*** Block opens ***

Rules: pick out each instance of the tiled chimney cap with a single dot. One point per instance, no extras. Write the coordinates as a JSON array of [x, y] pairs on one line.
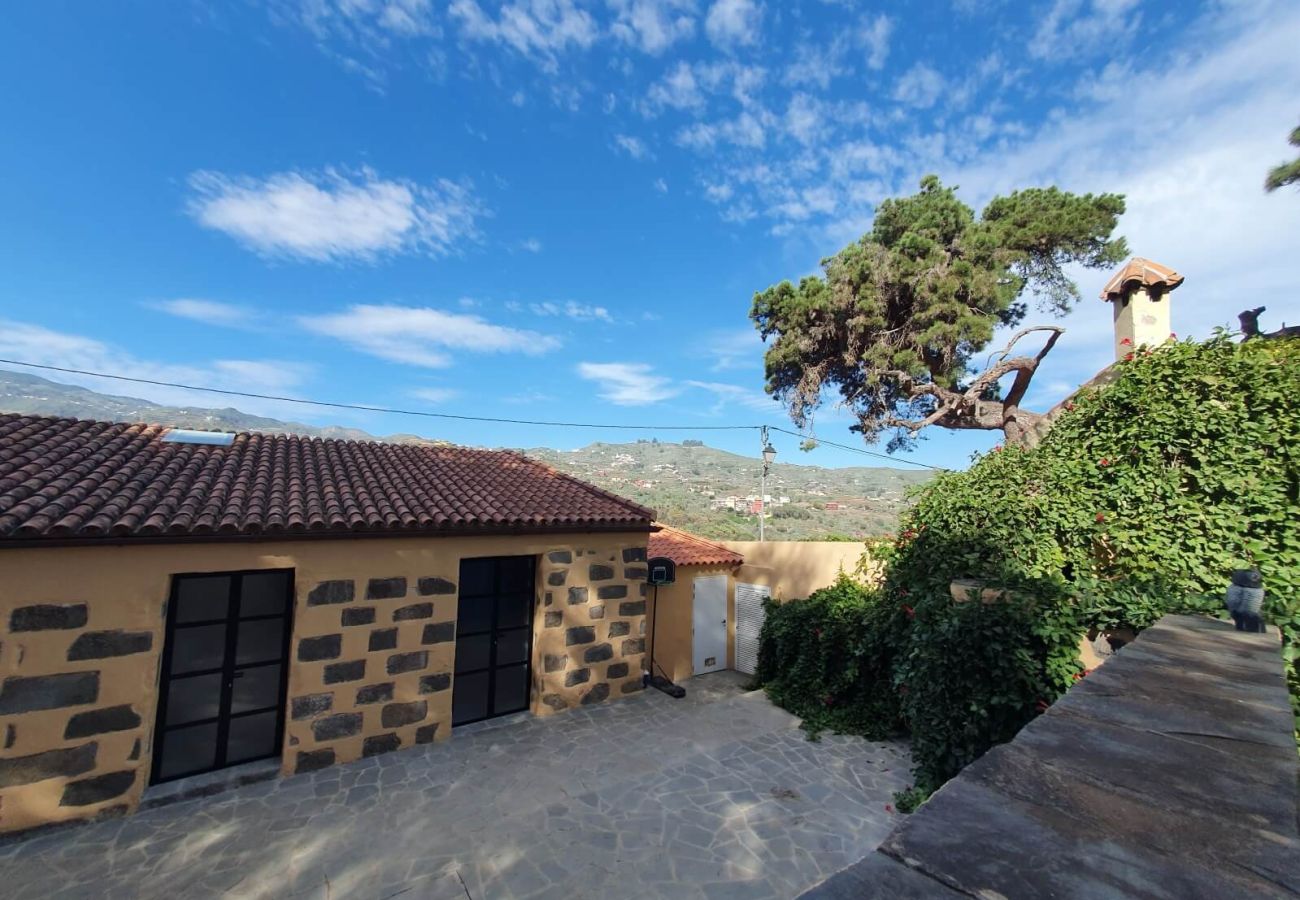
[[1140, 272]]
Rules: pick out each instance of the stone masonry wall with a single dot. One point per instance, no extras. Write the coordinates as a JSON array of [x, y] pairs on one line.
[[589, 635]]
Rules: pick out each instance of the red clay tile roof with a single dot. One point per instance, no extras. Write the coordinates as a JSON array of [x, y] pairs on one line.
[[1144, 273], [74, 480], [689, 550]]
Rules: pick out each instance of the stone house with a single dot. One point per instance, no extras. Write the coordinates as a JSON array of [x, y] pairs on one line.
[[178, 602]]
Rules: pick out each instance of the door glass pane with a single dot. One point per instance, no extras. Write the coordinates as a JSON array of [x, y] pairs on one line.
[[189, 749], [477, 578], [473, 653], [198, 648], [255, 688], [260, 641], [469, 697], [251, 736], [516, 575], [511, 689], [473, 614], [512, 610], [512, 645], [202, 598], [263, 593], [194, 699]]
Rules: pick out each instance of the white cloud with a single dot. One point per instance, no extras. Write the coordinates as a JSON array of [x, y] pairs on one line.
[[628, 384], [44, 346], [336, 216], [572, 310], [728, 397], [209, 312], [875, 38], [653, 25], [436, 396], [421, 336], [921, 86], [733, 22], [1077, 27], [632, 146], [538, 29]]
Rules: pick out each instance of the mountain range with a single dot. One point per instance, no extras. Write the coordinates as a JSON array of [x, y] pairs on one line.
[[690, 485]]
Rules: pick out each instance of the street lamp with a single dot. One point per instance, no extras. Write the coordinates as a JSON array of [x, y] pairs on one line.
[[768, 455]]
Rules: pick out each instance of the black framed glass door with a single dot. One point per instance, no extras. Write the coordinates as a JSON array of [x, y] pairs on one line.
[[494, 637], [221, 692]]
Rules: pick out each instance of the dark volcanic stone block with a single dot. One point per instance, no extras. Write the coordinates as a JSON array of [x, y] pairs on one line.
[[440, 632], [395, 715], [580, 635], [384, 639], [52, 764], [598, 653], [326, 647], [108, 644], [345, 671], [377, 744], [332, 592], [313, 761], [433, 585], [434, 683], [597, 693], [359, 615], [311, 704], [102, 722], [27, 693], [98, 790], [47, 617], [341, 725], [412, 611], [385, 588], [375, 693], [408, 662]]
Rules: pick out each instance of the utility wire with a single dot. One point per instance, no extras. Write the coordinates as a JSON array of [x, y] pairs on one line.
[[450, 415]]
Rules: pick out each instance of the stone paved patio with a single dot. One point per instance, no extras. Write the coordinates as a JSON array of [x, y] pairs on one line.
[[718, 795]]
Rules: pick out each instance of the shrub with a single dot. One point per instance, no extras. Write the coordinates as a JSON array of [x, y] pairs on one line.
[[1140, 501]]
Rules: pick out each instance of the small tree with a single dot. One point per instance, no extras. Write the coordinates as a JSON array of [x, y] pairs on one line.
[[1287, 173], [901, 314]]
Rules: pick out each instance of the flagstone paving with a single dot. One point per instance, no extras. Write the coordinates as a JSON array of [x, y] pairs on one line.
[[714, 796]]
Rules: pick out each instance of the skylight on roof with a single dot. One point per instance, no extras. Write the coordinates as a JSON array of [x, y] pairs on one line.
[[187, 436]]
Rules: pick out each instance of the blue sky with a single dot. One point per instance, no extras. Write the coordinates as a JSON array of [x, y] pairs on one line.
[[560, 208]]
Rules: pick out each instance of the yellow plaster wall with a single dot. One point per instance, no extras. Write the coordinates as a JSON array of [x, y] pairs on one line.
[[125, 588]]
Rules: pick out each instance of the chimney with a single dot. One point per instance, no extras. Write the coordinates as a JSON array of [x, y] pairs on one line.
[[1139, 294]]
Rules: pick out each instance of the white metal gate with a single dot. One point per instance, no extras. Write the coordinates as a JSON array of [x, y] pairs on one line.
[[710, 624], [749, 624]]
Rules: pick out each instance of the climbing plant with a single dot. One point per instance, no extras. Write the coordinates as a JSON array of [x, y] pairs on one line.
[[1140, 501]]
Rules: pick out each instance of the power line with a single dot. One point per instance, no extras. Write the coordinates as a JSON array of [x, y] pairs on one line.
[[425, 414]]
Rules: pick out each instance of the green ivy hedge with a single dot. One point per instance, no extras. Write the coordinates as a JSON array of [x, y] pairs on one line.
[[1140, 501]]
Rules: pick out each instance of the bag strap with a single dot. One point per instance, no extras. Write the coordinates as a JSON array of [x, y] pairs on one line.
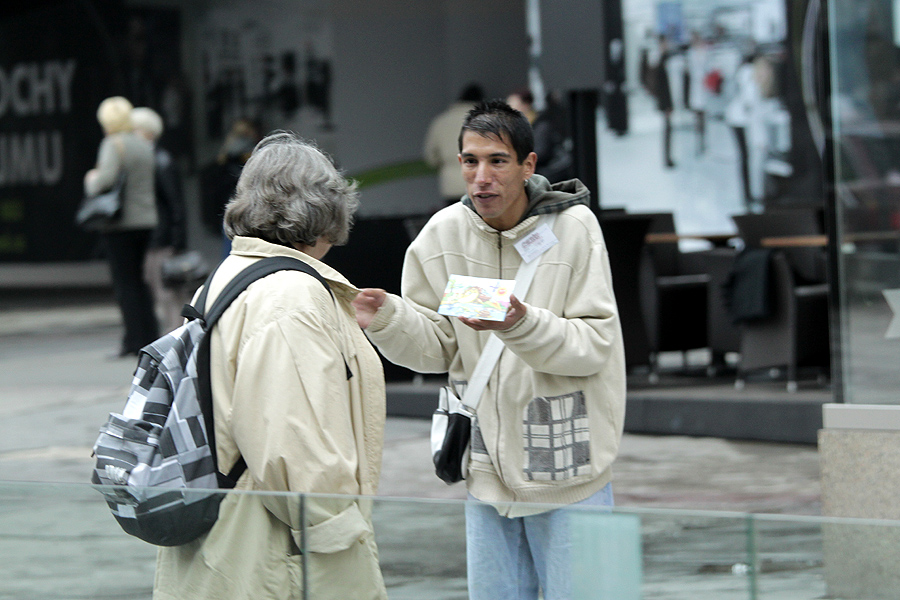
[[494, 346], [238, 284]]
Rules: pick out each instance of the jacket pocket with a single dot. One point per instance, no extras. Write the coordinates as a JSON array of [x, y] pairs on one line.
[[556, 438]]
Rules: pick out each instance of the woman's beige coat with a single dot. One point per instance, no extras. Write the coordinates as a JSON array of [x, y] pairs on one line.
[[283, 401]]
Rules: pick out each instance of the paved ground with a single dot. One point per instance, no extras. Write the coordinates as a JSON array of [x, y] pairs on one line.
[[59, 541]]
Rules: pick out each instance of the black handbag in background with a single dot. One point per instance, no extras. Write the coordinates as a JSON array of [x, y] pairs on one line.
[[183, 269], [102, 210]]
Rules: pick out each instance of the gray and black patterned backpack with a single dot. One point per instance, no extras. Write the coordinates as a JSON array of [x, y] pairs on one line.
[[150, 458]]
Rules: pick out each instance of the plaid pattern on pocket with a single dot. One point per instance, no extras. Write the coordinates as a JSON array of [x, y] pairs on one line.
[[556, 438]]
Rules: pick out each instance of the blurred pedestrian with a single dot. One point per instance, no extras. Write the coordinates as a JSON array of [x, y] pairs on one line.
[[552, 144], [523, 101], [740, 116], [170, 235], [441, 149], [126, 241], [663, 92], [697, 62], [298, 393], [218, 179]]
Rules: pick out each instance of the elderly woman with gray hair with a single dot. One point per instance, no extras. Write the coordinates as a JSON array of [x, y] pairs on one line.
[[298, 392]]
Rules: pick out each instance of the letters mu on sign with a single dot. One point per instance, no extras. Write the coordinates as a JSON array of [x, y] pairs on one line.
[[34, 89]]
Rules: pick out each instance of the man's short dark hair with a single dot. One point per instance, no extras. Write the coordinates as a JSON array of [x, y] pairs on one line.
[[497, 118]]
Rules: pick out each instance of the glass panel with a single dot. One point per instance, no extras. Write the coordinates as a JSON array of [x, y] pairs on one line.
[[60, 541], [866, 114]]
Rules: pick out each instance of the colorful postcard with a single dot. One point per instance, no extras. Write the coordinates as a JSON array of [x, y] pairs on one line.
[[476, 297]]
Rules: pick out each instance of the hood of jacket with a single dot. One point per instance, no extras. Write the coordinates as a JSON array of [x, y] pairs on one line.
[[546, 198]]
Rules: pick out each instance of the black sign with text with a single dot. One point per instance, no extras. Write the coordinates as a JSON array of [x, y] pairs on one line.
[[57, 63]]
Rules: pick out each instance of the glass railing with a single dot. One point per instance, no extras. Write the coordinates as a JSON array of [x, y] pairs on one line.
[[60, 541]]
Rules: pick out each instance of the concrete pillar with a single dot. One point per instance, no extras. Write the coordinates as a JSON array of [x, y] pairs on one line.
[[859, 449]]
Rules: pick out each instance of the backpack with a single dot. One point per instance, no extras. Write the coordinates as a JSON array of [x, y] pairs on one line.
[[150, 458]]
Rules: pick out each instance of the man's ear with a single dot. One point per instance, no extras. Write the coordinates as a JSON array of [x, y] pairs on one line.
[[530, 163]]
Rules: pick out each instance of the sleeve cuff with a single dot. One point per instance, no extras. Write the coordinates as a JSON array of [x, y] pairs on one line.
[[337, 533]]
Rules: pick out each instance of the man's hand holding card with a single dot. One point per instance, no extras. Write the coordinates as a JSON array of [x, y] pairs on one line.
[[481, 303]]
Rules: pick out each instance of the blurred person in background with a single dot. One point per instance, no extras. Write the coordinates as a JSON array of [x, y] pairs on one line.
[[218, 180], [523, 101], [663, 92], [170, 235], [441, 143], [551, 143], [298, 393], [550, 419], [126, 241]]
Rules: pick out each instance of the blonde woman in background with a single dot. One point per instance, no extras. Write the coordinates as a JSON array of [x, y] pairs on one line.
[[125, 242]]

*** Block closes ***

● Your goal:
Give back exactly the lines running from the line containing "Rules: pick out each instance of the man's hand" through the end of the material above, both included, and nothing beyond them.

● Answer section:
Rules: pick out each instance of the man's hand holding card with a single dot. One point per instance, no extras. Write the coordinates as a JSON array of [x, y] pairs on one line.
[[481, 303]]
Rules: pick out each instance of the blurred person in background with a single dot. One point per instance, no extras. Write the coordinates as a JSON array of [x, y] pairs on one line.
[[218, 180], [523, 101], [663, 92], [170, 235], [441, 143], [551, 143], [298, 393], [550, 419], [126, 241]]
Rules: pick out each instance of the blonde woman in background with a single dot. One point per instance, no extras. Write the coordinates as a JSON array of [x, y] pairs on one line.
[[125, 242]]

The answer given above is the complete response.